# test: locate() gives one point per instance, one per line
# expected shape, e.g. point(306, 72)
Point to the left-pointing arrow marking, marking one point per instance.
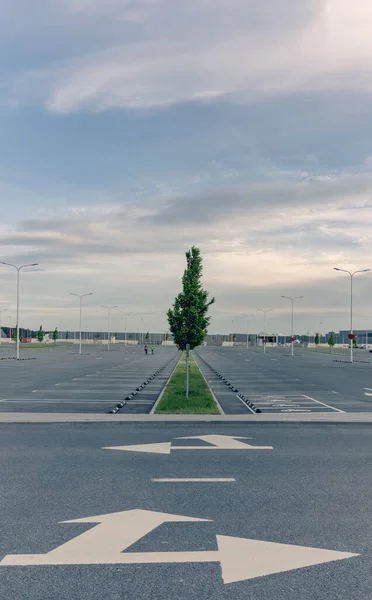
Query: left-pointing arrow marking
point(240, 558)
point(218, 442)
point(102, 544)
- - -
■ **Task**:
Express the records above as a two-column CSV headed text and answer, with one row for each record and each field quoted, line breaks replaced by spaces. Leave the pictures out.

■ **Correct response**:
text,answer
"# test: locate() gives one point per instance, one per line # expected shape, e.g. point(306, 72) Point to the left-pointing arrow marking, marking one point per instance. Query: left-pointing arrow marking","point(240, 558) point(218, 442) point(102, 544)"